EXERCISE REQUIREMENTS >> Show each line of the entries below that contains the word "wall", copying every such line in full. Case counts.
::::
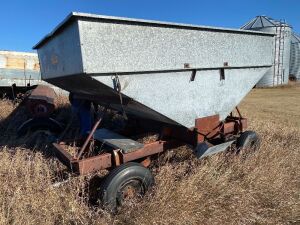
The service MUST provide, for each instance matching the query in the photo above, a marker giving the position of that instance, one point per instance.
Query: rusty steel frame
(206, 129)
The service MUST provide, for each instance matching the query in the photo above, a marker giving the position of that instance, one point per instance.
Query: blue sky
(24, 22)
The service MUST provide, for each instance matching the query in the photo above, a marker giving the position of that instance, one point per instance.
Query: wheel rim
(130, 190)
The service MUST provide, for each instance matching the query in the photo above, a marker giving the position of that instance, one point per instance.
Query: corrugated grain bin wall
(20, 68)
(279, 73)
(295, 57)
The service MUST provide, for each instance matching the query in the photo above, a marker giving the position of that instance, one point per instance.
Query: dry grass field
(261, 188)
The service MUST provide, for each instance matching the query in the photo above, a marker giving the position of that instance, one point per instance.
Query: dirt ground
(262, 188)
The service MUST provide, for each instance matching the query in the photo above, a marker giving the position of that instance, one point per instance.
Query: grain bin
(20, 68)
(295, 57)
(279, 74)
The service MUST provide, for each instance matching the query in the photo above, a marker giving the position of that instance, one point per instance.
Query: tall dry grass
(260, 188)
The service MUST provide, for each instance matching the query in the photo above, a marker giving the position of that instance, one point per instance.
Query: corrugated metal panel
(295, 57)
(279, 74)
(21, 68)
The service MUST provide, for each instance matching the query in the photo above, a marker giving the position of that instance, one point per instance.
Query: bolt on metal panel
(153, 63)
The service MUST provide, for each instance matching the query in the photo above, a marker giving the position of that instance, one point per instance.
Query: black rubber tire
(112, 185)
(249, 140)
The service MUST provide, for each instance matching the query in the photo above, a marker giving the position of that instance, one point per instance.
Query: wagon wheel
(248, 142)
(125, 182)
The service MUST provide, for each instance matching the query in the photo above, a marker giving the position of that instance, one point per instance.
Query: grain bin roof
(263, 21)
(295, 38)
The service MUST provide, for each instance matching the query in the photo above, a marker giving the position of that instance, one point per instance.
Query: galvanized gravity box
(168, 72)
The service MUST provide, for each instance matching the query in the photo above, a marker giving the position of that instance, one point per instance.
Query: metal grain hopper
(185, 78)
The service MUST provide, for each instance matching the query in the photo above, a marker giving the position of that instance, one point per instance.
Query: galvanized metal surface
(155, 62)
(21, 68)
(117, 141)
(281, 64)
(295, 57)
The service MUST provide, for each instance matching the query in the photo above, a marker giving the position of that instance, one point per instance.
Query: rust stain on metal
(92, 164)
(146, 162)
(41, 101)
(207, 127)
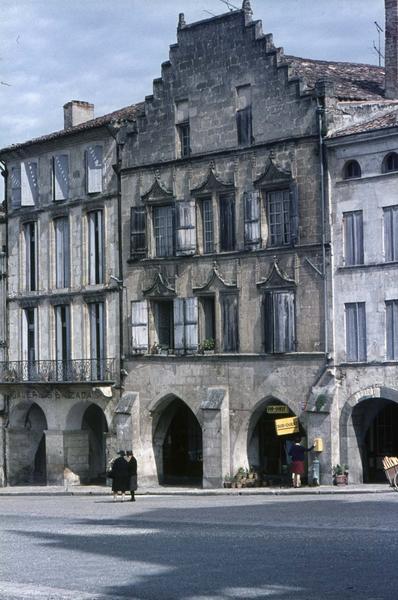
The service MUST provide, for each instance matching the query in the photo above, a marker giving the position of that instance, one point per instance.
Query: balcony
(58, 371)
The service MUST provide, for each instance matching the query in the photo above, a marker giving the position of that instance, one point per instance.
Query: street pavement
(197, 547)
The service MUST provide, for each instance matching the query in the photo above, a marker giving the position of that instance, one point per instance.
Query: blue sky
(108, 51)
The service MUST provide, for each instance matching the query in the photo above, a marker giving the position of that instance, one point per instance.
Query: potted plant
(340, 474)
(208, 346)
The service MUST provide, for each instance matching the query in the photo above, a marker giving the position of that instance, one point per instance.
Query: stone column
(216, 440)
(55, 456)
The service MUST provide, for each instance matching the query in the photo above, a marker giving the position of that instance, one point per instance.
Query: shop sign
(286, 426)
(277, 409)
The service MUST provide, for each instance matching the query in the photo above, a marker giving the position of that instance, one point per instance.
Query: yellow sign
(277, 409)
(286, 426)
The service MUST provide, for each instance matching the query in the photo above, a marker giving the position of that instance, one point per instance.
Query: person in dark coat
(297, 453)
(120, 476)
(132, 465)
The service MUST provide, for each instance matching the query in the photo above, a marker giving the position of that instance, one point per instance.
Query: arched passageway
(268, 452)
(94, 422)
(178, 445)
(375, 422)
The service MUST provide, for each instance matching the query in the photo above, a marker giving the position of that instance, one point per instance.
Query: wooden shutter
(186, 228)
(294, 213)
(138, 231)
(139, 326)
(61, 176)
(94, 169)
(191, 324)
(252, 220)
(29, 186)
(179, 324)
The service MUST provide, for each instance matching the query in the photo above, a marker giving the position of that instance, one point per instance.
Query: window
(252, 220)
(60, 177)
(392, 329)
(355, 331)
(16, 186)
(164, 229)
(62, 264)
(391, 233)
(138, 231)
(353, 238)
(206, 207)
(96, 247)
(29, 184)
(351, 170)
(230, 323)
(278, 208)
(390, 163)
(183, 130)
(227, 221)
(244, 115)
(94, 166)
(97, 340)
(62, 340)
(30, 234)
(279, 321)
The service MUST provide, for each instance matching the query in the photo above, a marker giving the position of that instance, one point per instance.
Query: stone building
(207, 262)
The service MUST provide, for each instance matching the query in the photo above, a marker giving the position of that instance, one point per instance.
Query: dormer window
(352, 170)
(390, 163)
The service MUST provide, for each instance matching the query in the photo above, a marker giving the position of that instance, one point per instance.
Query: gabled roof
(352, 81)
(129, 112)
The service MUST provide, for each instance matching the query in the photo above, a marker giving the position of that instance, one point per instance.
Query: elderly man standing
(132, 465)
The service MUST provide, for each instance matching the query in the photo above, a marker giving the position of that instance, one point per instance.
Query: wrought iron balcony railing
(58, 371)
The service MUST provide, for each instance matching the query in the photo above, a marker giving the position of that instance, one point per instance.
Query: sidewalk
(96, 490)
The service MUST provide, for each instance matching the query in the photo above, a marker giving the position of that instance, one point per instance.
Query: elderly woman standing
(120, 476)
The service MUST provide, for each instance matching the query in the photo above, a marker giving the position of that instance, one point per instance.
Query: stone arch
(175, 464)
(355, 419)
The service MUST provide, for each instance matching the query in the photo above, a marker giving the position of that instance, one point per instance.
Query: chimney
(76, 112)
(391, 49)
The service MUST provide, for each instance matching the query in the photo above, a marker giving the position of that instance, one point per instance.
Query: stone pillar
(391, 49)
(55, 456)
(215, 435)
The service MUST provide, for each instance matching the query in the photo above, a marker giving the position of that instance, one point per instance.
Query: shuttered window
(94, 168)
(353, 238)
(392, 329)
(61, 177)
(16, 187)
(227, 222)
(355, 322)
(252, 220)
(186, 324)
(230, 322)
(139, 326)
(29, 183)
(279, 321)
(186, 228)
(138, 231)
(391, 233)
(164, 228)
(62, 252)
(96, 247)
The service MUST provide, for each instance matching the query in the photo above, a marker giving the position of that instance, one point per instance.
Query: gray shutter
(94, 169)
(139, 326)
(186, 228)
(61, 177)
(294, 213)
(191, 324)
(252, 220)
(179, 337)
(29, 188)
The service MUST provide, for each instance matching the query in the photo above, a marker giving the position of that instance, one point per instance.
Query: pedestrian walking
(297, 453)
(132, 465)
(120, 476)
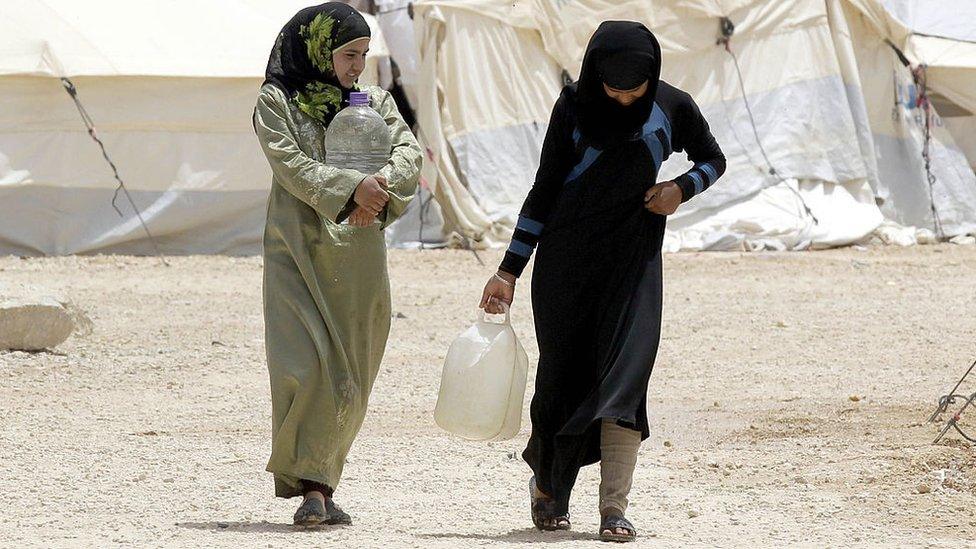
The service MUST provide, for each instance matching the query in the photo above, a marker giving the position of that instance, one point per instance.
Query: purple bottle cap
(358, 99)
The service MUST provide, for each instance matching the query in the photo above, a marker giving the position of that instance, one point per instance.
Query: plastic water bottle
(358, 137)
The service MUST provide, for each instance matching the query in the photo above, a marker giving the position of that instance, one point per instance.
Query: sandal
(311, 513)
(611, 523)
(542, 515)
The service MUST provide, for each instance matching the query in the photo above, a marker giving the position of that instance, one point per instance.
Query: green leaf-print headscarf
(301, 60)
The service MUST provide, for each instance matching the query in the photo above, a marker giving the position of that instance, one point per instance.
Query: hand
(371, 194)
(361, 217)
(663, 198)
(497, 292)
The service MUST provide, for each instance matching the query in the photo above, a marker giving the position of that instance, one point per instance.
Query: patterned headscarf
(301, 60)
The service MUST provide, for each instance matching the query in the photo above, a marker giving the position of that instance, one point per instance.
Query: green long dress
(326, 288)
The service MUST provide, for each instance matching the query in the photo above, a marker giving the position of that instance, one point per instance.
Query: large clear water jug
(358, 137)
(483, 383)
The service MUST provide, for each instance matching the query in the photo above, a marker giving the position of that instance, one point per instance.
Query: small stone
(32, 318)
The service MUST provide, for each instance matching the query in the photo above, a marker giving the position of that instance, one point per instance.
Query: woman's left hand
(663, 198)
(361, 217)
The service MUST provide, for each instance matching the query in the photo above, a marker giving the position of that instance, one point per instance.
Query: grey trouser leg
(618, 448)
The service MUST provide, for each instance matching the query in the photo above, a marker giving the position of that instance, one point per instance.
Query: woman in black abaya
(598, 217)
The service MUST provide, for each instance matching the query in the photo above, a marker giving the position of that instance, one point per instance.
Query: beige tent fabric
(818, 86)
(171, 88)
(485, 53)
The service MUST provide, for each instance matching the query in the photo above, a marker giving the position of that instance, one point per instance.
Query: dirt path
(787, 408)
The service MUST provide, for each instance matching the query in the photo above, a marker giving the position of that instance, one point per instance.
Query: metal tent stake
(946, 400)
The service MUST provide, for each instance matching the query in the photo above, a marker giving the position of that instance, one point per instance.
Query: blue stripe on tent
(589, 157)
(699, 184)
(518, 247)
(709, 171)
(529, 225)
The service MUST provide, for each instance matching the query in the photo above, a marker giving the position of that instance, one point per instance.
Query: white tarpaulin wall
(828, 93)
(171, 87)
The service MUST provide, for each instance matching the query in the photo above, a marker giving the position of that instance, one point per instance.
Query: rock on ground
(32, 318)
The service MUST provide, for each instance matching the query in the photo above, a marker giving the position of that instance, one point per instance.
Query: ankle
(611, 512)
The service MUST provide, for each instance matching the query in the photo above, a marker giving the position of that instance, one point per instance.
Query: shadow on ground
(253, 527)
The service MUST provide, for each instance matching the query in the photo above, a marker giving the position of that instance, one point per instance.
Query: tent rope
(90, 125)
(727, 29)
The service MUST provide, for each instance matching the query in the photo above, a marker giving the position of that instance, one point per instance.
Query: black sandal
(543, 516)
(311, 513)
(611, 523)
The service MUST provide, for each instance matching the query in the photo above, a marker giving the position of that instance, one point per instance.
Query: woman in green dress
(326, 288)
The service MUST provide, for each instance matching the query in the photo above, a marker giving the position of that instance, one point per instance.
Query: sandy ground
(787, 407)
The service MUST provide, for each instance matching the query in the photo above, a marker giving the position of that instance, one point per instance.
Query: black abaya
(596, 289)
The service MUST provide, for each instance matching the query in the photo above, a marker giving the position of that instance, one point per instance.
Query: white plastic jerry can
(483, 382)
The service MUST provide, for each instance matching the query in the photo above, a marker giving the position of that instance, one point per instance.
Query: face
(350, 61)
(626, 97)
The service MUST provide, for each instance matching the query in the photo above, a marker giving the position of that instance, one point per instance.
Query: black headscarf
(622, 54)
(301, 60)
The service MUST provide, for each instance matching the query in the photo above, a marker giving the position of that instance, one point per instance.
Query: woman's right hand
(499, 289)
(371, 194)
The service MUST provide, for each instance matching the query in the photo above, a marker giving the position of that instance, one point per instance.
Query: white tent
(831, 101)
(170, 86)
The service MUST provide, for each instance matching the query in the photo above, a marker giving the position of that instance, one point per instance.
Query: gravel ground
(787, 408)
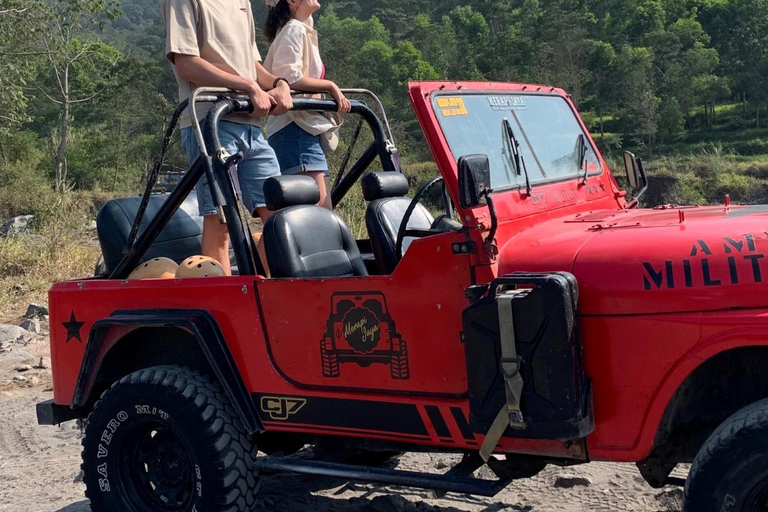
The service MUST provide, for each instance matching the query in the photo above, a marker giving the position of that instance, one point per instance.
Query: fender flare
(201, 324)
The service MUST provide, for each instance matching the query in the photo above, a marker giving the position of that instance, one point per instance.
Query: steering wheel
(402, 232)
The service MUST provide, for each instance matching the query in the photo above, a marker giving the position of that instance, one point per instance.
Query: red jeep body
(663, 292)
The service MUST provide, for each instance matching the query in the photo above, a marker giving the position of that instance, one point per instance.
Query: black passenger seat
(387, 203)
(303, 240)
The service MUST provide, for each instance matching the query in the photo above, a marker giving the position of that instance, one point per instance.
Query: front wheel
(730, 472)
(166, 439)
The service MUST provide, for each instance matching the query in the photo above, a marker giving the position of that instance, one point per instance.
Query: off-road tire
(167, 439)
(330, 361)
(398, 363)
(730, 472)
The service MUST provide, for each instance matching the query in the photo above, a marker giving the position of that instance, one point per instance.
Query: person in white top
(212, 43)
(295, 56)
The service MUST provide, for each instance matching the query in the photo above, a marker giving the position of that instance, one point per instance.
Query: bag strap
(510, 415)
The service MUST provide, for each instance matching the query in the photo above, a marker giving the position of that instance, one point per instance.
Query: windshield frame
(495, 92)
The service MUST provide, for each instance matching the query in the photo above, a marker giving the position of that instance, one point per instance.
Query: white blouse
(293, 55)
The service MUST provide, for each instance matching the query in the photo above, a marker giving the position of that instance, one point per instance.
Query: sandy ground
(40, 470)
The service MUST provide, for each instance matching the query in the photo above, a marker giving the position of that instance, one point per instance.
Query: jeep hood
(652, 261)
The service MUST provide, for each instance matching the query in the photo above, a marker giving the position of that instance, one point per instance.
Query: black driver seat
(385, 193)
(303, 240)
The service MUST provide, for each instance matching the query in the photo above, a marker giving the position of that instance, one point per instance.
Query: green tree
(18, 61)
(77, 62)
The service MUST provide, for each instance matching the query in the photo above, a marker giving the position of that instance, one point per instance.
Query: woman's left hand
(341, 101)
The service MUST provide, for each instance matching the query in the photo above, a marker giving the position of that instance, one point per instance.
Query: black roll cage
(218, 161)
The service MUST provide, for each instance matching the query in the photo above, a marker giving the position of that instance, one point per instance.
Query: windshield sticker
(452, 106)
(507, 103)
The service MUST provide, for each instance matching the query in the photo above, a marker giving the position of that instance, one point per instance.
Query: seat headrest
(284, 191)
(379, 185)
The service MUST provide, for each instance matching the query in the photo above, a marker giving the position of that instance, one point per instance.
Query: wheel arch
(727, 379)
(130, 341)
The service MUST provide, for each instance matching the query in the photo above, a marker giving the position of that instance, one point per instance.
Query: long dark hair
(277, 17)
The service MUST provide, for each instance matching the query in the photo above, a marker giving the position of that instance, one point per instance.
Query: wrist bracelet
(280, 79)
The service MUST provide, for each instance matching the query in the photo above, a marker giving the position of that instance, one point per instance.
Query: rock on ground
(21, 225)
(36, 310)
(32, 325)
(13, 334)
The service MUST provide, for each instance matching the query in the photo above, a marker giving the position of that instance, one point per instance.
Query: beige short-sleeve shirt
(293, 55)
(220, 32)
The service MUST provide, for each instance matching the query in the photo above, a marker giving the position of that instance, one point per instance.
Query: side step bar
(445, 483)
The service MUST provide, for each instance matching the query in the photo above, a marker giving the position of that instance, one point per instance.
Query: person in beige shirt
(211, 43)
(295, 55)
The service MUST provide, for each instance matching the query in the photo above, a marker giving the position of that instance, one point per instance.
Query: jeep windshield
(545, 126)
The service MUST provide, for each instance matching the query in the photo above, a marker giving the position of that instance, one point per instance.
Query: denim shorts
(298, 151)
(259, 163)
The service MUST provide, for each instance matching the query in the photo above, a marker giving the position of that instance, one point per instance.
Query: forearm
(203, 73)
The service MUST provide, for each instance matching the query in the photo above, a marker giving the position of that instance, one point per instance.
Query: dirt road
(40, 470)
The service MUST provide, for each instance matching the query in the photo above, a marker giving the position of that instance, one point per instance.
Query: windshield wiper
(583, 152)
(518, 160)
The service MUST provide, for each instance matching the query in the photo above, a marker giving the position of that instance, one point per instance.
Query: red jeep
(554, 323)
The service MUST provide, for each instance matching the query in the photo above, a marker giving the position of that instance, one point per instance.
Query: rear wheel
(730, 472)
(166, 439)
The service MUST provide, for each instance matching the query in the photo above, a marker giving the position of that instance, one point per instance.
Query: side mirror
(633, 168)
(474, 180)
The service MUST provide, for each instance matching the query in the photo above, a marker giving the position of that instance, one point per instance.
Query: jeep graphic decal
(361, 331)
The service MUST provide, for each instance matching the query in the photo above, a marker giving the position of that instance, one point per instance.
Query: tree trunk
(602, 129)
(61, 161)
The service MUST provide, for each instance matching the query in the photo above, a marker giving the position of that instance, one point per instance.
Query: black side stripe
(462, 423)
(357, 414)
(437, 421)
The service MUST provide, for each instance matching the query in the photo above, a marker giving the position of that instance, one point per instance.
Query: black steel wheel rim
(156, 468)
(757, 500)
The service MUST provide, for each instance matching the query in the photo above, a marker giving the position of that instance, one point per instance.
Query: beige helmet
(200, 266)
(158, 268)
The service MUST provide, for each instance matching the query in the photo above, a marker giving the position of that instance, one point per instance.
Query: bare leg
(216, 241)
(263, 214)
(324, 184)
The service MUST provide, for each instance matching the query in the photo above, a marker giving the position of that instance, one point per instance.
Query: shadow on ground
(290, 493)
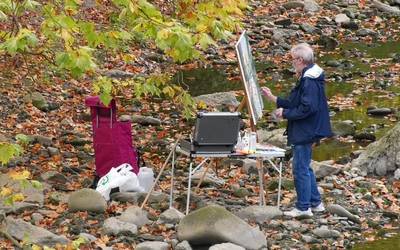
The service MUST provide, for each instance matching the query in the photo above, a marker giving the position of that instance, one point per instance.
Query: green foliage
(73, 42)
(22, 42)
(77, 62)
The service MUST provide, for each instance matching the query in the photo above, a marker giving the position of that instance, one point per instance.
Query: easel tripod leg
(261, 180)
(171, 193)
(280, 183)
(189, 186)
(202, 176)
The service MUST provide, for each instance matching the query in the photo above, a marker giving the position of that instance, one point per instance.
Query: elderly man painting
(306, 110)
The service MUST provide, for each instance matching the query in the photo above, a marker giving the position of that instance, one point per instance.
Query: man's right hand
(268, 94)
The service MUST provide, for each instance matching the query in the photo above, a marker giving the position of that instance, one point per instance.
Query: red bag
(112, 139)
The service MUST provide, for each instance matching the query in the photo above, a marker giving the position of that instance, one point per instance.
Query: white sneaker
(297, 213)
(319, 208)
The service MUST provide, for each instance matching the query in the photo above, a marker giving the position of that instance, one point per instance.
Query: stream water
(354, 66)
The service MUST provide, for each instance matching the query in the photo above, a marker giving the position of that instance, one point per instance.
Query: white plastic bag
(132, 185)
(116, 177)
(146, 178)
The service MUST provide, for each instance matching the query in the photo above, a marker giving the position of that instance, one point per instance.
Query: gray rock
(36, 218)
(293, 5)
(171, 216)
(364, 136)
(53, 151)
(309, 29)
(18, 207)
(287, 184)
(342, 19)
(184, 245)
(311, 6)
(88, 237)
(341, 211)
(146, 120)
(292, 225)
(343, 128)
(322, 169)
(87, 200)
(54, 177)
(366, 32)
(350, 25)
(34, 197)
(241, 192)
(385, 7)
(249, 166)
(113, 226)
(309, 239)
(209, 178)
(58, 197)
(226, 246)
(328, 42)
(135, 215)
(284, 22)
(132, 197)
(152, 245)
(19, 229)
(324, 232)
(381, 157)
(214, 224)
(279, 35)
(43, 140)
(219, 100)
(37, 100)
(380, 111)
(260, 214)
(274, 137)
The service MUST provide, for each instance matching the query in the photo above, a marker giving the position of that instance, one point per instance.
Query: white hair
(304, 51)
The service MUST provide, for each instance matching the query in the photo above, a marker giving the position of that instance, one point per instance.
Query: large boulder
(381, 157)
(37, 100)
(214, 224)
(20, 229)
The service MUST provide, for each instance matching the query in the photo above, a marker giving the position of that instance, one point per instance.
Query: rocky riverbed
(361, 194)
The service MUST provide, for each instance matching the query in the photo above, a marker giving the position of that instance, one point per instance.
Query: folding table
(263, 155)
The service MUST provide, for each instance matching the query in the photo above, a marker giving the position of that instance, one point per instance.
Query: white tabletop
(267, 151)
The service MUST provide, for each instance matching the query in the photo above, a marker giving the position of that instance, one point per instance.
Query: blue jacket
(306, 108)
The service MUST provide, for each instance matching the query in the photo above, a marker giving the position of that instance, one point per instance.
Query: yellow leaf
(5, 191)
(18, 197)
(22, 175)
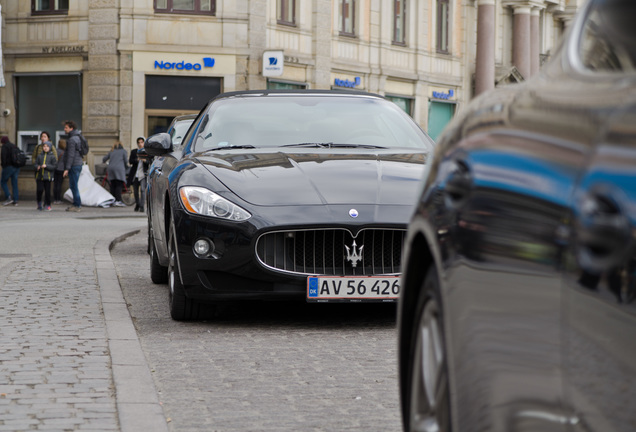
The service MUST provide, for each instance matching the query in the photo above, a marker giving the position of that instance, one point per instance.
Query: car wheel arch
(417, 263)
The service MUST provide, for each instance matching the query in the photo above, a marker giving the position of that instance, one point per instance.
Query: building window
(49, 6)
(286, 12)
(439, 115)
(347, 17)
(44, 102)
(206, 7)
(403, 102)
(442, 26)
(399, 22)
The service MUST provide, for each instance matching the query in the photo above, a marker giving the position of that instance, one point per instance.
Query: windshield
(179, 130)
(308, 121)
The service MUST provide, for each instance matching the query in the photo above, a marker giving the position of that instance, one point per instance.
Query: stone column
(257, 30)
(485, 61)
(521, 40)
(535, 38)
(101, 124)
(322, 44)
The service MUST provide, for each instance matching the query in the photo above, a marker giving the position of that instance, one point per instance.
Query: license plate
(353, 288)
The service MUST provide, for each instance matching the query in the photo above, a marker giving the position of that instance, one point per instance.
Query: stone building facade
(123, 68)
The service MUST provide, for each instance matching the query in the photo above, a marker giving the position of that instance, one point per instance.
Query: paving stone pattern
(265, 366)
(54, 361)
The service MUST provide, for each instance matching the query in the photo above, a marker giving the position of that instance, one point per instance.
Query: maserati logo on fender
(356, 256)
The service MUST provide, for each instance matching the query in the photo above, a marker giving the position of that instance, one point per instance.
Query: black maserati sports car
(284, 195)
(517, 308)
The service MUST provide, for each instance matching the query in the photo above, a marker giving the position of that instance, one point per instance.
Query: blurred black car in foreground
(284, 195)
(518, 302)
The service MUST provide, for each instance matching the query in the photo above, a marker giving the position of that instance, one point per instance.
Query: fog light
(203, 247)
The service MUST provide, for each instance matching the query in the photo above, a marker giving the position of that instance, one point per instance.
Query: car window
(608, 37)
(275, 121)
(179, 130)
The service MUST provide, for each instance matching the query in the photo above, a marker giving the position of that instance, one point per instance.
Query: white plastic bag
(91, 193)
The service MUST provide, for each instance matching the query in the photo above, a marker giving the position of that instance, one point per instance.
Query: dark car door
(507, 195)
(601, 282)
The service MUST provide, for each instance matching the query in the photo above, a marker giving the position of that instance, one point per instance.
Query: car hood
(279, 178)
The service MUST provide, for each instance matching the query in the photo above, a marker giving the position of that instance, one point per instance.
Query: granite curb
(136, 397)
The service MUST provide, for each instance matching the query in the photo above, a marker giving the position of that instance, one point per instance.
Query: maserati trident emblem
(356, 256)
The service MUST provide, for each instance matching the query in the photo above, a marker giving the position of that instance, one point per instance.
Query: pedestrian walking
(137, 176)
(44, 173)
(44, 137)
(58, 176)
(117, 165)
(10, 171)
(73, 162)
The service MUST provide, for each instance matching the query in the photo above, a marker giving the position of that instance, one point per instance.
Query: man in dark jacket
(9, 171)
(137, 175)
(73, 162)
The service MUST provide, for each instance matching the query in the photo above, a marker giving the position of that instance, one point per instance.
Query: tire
::::
REPLY >>
Query: corrugated grain bin wall
Query: white tarpaulin wall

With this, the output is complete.